[Stored items from a collection]
'''
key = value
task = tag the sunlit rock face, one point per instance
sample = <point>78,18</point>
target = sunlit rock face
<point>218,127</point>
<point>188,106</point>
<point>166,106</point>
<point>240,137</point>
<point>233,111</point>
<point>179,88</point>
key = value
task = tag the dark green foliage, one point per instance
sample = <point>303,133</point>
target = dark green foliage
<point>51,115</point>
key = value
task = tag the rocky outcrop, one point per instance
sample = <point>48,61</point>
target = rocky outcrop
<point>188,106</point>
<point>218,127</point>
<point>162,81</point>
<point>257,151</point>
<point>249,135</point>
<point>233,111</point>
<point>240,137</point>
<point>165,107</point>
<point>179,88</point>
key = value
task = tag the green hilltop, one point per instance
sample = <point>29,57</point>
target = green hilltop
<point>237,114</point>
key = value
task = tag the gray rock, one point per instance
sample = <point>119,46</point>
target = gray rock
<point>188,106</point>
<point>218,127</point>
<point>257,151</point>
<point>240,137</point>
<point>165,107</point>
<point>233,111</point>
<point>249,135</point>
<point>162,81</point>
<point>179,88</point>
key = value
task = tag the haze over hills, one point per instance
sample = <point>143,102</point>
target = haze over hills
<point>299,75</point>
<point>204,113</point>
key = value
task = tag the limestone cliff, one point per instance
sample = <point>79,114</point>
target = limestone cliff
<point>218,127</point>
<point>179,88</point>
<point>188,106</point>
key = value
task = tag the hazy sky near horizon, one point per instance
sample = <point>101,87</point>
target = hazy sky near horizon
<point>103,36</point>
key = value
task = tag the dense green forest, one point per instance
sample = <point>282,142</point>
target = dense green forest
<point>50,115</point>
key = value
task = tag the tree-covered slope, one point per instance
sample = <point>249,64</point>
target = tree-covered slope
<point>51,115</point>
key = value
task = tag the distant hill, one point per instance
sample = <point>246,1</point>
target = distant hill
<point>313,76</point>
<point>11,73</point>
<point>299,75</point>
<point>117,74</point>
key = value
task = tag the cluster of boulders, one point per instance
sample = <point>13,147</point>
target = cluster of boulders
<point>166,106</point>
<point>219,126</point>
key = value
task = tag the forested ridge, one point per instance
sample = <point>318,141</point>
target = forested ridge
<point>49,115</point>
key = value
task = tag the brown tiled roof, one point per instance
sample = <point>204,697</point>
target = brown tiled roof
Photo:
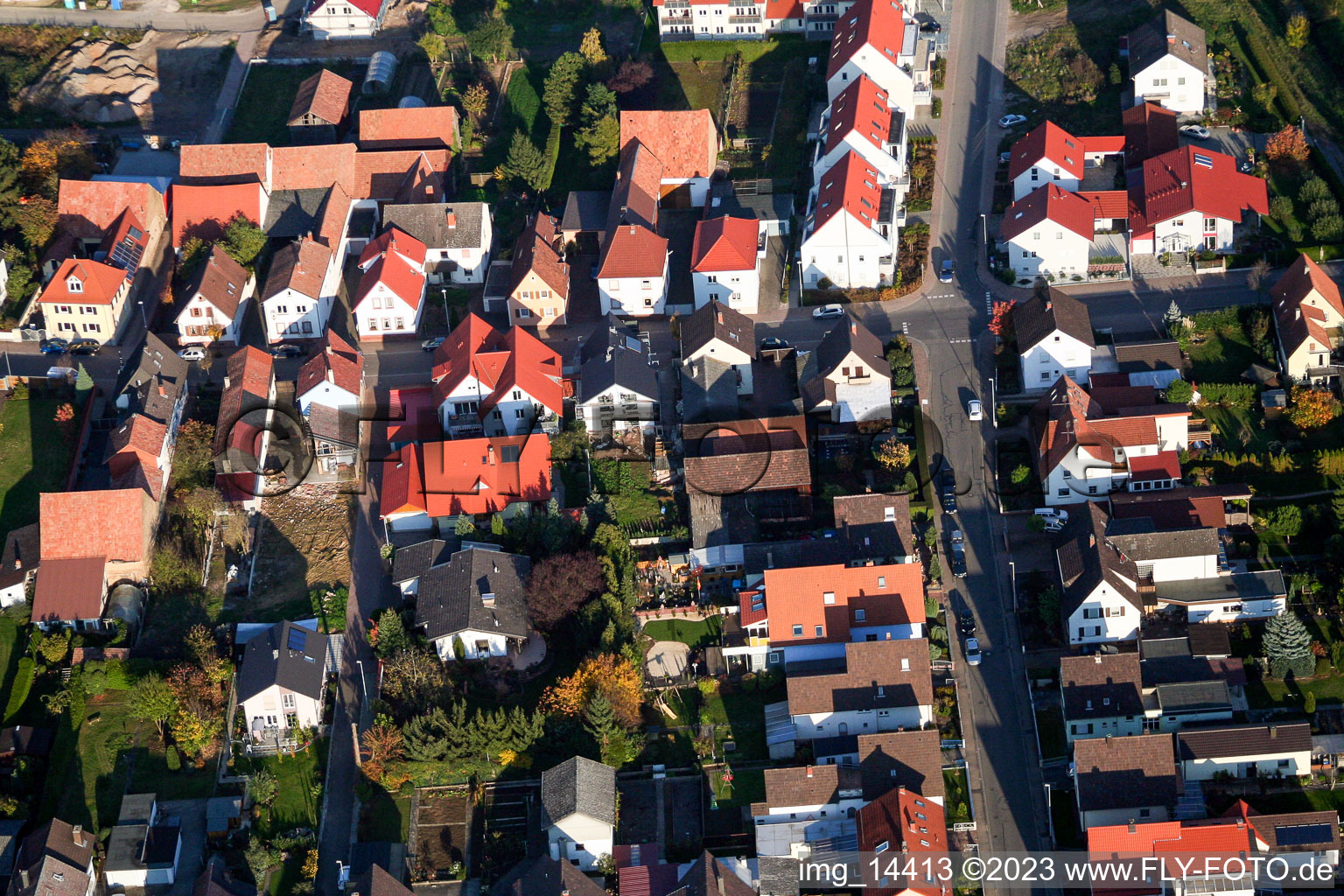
'''
### [What is being asked]
Keep every word of the data as it is when you write it out, but drop the pictures.

### [Task answer]
key = value
task = tag the sunlit rock face, one point per instance
sample = <point>78,18</point>
target = sunlit rock face
<point>218,127</point>
<point>188,106</point>
<point>166,106</point>
<point>240,137</point>
<point>233,111</point>
<point>179,88</point>
key = value
task = tag the dark green foliage, one point per instance
sample = <point>303,133</point>
target = dark green foliage
<point>51,115</point>
key = value
task = tag the rocky outcrop, one point per instance
sample = <point>48,61</point>
target = rocky outcrop
<point>188,106</point>
<point>218,127</point>
<point>162,81</point>
<point>257,151</point>
<point>249,135</point>
<point>233,111</point>
<point>240,137</point>
<point>165,107</point>
<point>179,88</point>
key = value
task = tag the green hilltop, one point per instance
sample = <point>29,57</point>
target = green hilltop
<point>237,114</point>
key = value
task = tag the gray rock, one point per instance
sample = <point>119,46</point>
target = gray rock
<point>188,106</point>
<point>218,127</point>
<point>257,151</point>
<point>240,137</point>
<point>165,107</point>
<point>233,111</point>
<point>249,135</point>
<point>162,81</point>
<point>179,88</point>
key = value
task = tag the haze over hills, one point per instance
sample = <point>143,102</point>
target = haze over hills
<point>299,75</point>
<point>204,113</point>
key = value
task = tag the limestone cliff, one point per instance
sample = <point>79,114</point>
target = limestone cliff
<point>218,127</point>
<point>179,88</point>
<point>188,106</point>
key = value
task = tag the hazy sky near horizon, one point per instance
sample = <point>101,87</point>
target = hazy sky near horizon
<point>103,36</point>
key = value
task = tag the dense green forest, one point per instance
sample = <point>282,142</point>
target = dense green forest
<point>50,115</point>
key = value
task = tag the tree-covered slope, one point per instance
sample = <point>249,64</point>
target = tree-covered slope
<point>51,115</point>
key = value
task = tag the distant hill, one point per instance
sample = <point>246,1</point>
target = distant hill
<point>313,76</point>
<point>11,73</point>
<point>299,75</point>
<point>117,74</point>
key = value
task = tag the cluster of boulders, one point per instance
sample = <point>13,147</point>
target = cluster of boulders
<point>166,106</point>
<point>219,126</point>
key = value
task = tag the forested ridge, one point per instance
sample = <point>318,141</point>
target = forested ridge
<point>49,115</point>
key = value
task = tag the brown tiled roof, one point per instance
sample = <point>204,697</point>
target = brown tiled roof
Photo:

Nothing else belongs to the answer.